Task instructions:
a - Answer these questions using the sightings log:
(i) How many young Barn Owls turned out to be in Nick Stantiford's Southwell box?
(ii) Under 6th September, how many Balearic Shearwaters are recorded heading west?
(iii) Under 6th September, what count of Rusty-dot Pearl appears in the Selected immigrants line?
b - From the sightings log, extract the passage starting at "Nick Stantiford's Southwell" and ending at "Manx Shearwater 1w.".

Document excerpt:
▼▼▼

Selected immigrants Obs: Rusty-dot Pearl 28, Rush Veneer 3, Hummingbird Hawkmoth 2, Turnip 2, Spindle Knot-horn 1, Dark Sword grass 1, Delicate 1.

Nick Stantiford's Southwell Barn Owls have now got to their first flight stage and this has revealed that there are/were actually three youngsters in the box; sadly, during a scrap for a vole a couple of nights ago the smallest of the three took a tumble from the box and feathers found on the ground after dawn suggested it had been predated soon afterwards © Nick Stantiford:

6th September

Portland Bill
Migrants Wheatear 18, Grey Wagtail 15, Tree Pipit 6, Blackcap 5, Willow Warbler 5, Yellow Wagtail 3, Whinchat 2, and singles including Caspian Gull, Lesser Whitethroat and Pied Flycatcher.
Sea passage Balearic Shearwater 52 w 9e, Kittiwake 37w, Manx Shearwater 1w.

Dunlin 220, Ringed Plover 120, Sanderling 20, Knot 2 + 20e, Curlew Sandpiper 1, Little Stint 1, Bar-tailed Godwit 1.

Selected immigrants Obs: Rusty-dot Pearl 67, Rush Veneer 25, Delicate 10, Turnip 4, Vestal 1, Silver Y 1.

▲▲▲

Data excerpts:
▼▼▼

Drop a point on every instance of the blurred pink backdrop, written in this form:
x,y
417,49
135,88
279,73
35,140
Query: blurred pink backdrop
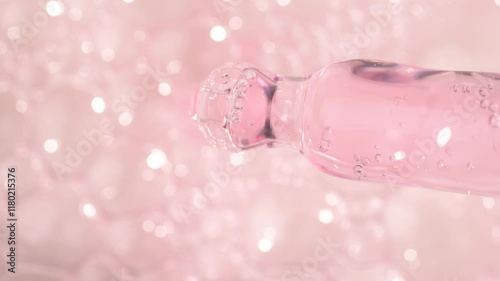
x,y
116,183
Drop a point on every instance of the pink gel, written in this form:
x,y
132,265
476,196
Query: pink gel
x,y
365,120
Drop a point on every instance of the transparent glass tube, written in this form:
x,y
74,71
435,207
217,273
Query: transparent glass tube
x,y
365,120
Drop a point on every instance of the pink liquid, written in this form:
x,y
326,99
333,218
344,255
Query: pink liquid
x,y
366,120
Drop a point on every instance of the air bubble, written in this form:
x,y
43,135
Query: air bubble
x,y
365,161
358,170
397,101
324,146
240,102
484,93
327,133
495,121
471,166
485,104
243,87
235,116
494,107
496,145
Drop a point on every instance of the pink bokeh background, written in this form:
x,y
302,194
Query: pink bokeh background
x,y
116,183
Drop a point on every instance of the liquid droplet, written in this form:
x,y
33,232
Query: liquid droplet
x,y
494,107
496,145
240,102
470,166
358,170
236,116
484,93
365,161
495,121
485,103
327,133
324,146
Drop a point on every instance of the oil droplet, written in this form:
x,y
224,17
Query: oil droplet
x,y
484,93
494,107
495,121
324,146
471,166
236,116
485,103
397,101
327,133
365,161
496,145
358,170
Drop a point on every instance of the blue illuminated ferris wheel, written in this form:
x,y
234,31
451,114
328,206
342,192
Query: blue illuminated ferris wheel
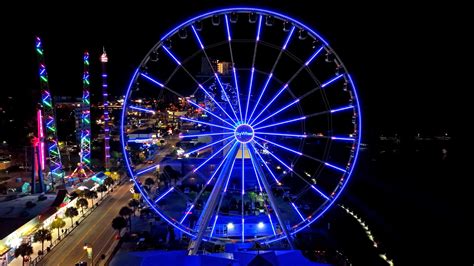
x,y
247,122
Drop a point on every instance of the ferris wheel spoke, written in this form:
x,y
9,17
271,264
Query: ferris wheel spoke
x,y
250,89
257,38
209,112
154,81
141,109
254,166
163,195
335,167
325,84
288,38
280,146
205,134
196,81
229,39
223,192
266,166
281,134
275,113
281,123
208,145
212,156
271,101
205,123
298,211
293,171
213,70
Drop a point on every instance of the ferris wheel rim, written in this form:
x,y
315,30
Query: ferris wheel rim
x,y
136,75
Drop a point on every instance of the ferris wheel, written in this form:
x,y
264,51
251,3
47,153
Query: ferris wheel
x,y
251,124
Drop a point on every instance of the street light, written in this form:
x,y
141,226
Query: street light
x,y
88,249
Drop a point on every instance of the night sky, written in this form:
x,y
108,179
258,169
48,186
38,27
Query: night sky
x,y
404,59
407,61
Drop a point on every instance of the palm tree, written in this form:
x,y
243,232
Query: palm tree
x,y
149,182
108,181
24,250
133,203
90,194
126,212
71,212
102,188
41,236
118,223
58,223
82,203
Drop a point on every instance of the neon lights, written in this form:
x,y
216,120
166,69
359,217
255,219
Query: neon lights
x,y
259,28
227,27
152,80
238,94
255,170
208,145
205,134
162,196
39,121
268,168
230,173
244,133
341,138
197,37
320,192
170,54
298,211
50,138
214,225
288,38
189,232
335,167
212,156
187,213
214,100
342,109
281,134
281,146
243,169
314,56
271,101
332,80
209,112
85,117
281,123
220,165
261,94
205,123
277,112
250,93
104,60
148,169
142,109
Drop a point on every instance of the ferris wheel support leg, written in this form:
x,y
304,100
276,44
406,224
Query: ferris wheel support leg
x,y
211,204
268,190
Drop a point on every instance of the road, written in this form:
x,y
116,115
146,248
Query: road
x,y
96,230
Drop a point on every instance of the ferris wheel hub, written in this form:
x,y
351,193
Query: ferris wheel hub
x,y
244,133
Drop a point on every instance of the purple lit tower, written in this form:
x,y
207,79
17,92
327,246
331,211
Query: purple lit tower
x,y
104,60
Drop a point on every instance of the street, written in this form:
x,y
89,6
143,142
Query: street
x,y
96,230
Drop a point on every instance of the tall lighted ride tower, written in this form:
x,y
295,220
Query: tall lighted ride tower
x,y
85,119
104,60
49,121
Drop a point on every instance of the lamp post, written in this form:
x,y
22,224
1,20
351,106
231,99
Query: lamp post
x,y
88,249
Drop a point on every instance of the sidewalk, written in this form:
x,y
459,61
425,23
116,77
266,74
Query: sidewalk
x,y
64,232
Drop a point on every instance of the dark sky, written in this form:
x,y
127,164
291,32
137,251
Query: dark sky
x,y
405,59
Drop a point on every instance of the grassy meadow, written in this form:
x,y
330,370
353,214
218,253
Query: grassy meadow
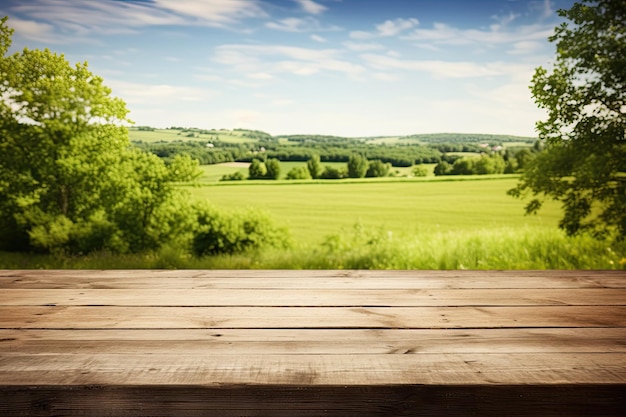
x,y
313,210
392,223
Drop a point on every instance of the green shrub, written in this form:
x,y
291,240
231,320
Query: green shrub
x,y
237,232
235,176
298,173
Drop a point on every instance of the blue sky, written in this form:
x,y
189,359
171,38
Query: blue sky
x,y
340,67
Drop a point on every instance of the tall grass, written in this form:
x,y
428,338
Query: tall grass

▲▲▲

Task-by-task answers:
a -
(i) Three
(ii) 52
(iii) 67

b -
Nick Stantiford's Southwell Barn Owls have now got to their first flight stage and this has revealed that there are/were actually three youngsters in the box; sadly, during a scrap for a vole a couple of nights ago the smallest of the three took a tumble from the box and feathers found on the ground after dawn suggested it had been predated soon afterwards © Nick Stantiford:

6th September

Portland Bill
Migrants Wheatear 18, Grey Wagtail 15, Tree Pipit 6, Blackcap 5, Willow Warbler 5, Yellow Wagtail 3, Whinchat 2, and singles including Caspian Gull, Lesser Whitethroat and Pied Flycatcher.
Sea passage Balearic Shearwater 52 w 9e, Kittiwake 37w, Manx Shearwater 1w.